§ **WRITTEN EXERCISE**
Extract the lines from the one containing "Pick out the illuminated" through the one containing "pixel 673 488", inclusive, and reproduce them verbatim.
start PROVIDED RECORDS
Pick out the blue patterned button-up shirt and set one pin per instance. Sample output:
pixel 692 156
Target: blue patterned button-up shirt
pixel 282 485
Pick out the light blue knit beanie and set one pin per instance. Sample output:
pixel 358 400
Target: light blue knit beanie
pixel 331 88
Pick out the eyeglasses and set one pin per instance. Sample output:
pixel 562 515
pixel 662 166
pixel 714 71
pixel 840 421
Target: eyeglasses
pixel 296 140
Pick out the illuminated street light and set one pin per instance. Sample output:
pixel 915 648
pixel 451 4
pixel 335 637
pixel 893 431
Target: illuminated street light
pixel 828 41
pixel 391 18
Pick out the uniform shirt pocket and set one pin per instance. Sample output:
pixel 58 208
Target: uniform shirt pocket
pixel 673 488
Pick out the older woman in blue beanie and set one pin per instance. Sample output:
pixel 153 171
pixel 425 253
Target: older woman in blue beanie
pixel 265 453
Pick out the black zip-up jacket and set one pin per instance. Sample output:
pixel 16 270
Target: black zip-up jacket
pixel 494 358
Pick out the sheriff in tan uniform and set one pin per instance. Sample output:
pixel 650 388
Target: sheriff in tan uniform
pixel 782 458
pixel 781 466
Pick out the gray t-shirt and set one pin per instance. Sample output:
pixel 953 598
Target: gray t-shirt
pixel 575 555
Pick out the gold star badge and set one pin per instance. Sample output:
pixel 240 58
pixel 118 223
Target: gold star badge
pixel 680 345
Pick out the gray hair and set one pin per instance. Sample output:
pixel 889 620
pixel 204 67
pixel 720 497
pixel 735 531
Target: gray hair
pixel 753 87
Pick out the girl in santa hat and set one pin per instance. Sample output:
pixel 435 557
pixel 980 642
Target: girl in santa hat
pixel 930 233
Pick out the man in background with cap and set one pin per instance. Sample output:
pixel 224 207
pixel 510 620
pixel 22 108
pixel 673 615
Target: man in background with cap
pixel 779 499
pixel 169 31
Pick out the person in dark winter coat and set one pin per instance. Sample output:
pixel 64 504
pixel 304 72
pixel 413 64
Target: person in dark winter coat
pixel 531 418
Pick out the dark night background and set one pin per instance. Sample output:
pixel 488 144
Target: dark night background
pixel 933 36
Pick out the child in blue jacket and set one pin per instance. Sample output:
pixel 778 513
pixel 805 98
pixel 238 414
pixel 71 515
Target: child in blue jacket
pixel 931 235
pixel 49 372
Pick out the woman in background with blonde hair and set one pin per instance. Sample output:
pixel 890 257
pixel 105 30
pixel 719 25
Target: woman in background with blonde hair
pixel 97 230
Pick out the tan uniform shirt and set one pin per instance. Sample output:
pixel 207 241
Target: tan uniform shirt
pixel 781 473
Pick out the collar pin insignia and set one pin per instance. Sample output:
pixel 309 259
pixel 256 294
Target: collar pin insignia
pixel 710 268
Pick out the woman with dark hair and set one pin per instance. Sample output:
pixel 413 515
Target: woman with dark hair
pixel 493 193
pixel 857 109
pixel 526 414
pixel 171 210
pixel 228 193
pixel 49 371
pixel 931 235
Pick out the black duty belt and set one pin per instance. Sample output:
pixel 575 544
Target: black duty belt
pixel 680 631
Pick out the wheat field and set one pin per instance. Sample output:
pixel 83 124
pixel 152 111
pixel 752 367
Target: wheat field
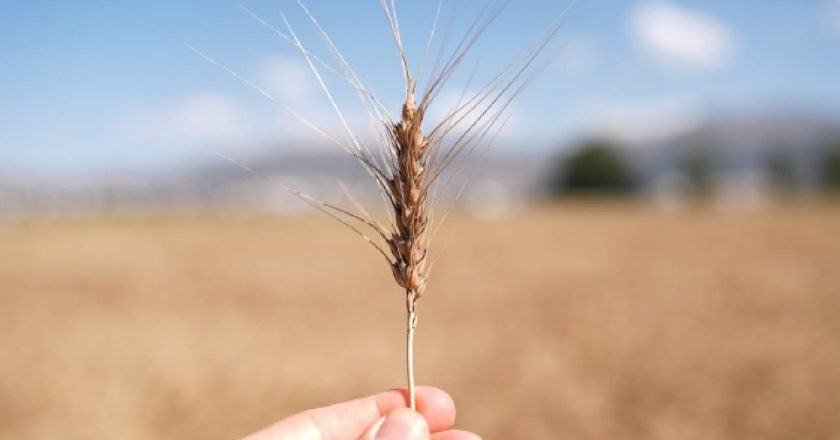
end PROVIDED RECORDS
§ **SOLUTION TO THIS EXERCISE**
Pick out the illuminated street light and set one pin per instance. Sample output:
pixel 915 648
pixel 451 4
pixel 335 637
pixel 893 431
Target: illuminated street light
pixel 828 41
pixel 391 18
Pick out the uniform shirt pocket and set one pin per instance. Sample output:
pixel 58 208
Target: uniform shirt pocket
pixel 673 488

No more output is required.